__Passage shown__.

The New York Times has an interesting and erudite Op-Ed today by Amy Wilentz called A Zombie is a Slave Forever that explores the historical foundations of the zombie phenomenon along with some of the cultural resonance that adheres to their particular New World provenance and flavor. It’s fascinating stuff, and makes some interesting observations. But it fails, I think, to capture the essence of the current North American fascination with the walking dead. An example:
There are many reasons the zombie, sprung from the colonial slave economy, is returning now to haunt us. Of course, the zombie is scary in a primordial way, but in a modern way, too. He’s the living dead, but he’s also the inanimate animated, the robot of industrial dystopias. He’s great for fascism: one recent zombie movie (and there have been many) was called “The Fourth Reich.” The zombie is devoid of consciousness and therefore unable to critique the system that has entrapped him. He’s labor without grievance. He works free and never goes on strike. You don’t have to feed him much. He’s a Foxconn worker in China; a maquiladora seamstress in Guatemala; a citizen of North Korea; he’s the man, surely in the throes of psychosis and under the thrall of extreme poverty, who, years ago, during an interview, told me he believed he had once been a zombie himself.

__What is required__.
Carry on the blog post about the zombie op-ed, starting right after its final sentence. The rows are not needed for anything that follows.

__Data for analysis__.
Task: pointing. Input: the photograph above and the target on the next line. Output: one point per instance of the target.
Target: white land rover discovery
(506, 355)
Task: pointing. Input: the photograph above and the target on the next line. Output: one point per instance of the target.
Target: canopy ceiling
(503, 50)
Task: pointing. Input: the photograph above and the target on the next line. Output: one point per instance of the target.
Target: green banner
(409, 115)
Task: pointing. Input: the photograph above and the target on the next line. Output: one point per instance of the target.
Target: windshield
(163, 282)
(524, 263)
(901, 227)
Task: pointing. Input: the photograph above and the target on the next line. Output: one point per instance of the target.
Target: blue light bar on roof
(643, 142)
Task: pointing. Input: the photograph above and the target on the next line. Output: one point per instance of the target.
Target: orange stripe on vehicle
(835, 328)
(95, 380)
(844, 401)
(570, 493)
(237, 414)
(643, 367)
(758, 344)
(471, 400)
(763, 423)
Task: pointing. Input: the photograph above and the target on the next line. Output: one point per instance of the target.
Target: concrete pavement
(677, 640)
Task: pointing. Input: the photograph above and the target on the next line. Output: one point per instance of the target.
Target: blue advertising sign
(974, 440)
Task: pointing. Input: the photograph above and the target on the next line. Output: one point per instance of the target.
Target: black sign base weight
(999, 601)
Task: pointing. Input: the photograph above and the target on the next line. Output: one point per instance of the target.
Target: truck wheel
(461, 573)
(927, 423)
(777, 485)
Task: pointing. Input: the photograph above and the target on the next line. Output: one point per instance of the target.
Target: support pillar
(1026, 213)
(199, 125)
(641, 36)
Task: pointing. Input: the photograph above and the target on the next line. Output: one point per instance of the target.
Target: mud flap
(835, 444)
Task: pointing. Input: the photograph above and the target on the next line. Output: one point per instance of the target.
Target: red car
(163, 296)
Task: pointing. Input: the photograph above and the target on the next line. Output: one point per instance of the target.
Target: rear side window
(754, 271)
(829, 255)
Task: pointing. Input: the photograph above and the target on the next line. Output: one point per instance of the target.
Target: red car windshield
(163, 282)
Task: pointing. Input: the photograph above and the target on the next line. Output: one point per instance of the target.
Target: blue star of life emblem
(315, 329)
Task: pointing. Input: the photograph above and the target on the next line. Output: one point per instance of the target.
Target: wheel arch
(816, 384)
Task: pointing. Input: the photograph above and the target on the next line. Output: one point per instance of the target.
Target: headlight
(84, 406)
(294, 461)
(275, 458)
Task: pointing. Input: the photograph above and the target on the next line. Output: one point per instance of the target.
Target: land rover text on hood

__Answer space__.
Given the circumstances of the zombie’s cultural and historical provenance, Wilentz’ article does a good job of unpacking the historical materialist aspects of the phenomenon, and her critique hints obliquely at what I think the roots of our current fascination with zombies are. But cosplay and zombie walks aside, I don’t think the connection is what she thinks it is. For one thing, I don’t think the American mainstream is culturally literate enough to draw the connection between the zombie and the ideal slave/factory-worker (hence the op-ed’s existence in the first place). You don’t really see zombies being put to work in the movies and literature (at the end of Shaun of the Dead, a little, but rarely elsewhere). They are, rather, a symptom of apocalypse, of total societal breakdown, and I think it’s there that we find the real seed-crystal of their current cultural resonance.
Zombie stories, to my mind, are all about radical individualism. Not the zombies themselves, of course. Zombies themselves are the opposite of individuals, a shambling, or occasionally sprinting, homogeneous mass of mindless creatures animated by the most basic drives whose dual purpose of consumption and assimilation are a stand-in for society at large and its demands on the vast majority of people (it’s here I think Wilentz is on to something). Zombies want to consume the survivors of the zombie apocalypse (at least, traditionally, their brains), but what they really want is to turn the survivors into zombies, too.
This is why zombies are almost never the protagonists of stories.
Zombies are, in short, the problem. The thing against which the real heroes of zombie stories struggle, the crushing outside forces, historical, cultural, and psychological, that try to mold human beings into shapes and life-patterns that go against their natural inclinations. The zombie apocalypse is, in this sense, both horrifying and liberating, because the survivors, even though they are in constant danger of infection and assimilation, are also free in a way that almost no one is in real life.
It’s like living in a video game.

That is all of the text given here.